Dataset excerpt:
^^^^^^^^

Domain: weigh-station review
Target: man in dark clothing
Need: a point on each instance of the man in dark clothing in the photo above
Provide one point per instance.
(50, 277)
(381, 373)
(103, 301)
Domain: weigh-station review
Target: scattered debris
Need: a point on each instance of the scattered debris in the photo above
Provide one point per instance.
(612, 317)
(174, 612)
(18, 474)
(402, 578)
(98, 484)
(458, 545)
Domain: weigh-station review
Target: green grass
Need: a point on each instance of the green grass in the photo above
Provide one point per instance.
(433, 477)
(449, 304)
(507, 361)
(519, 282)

^^^^^^^^

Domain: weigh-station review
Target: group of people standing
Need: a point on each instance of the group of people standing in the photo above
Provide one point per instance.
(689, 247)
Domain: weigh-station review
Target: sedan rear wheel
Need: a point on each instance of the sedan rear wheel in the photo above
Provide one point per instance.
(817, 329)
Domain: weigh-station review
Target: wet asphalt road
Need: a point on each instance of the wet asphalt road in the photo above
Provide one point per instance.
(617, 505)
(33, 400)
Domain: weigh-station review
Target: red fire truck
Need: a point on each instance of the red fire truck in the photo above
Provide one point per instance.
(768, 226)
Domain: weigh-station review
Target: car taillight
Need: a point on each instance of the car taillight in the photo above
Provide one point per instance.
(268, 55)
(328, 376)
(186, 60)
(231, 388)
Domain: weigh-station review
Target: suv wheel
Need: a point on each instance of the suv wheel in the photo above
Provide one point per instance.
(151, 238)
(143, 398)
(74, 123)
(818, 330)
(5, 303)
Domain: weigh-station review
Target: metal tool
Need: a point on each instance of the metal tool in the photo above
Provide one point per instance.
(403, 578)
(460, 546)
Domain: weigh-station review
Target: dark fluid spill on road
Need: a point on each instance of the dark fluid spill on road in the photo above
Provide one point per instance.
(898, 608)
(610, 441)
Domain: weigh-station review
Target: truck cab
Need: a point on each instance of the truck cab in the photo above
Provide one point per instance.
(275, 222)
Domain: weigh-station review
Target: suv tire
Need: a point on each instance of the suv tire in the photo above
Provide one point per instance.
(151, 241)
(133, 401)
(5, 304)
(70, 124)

^^^^^^^^

**INSTRUCTIONS FOR THE TASK**
Report every line in the rows above that contains the string "standing".

**FINISHED EXERCISE**
Target: group of people standing
Need: a point on each instance of the group of people standing in the photo above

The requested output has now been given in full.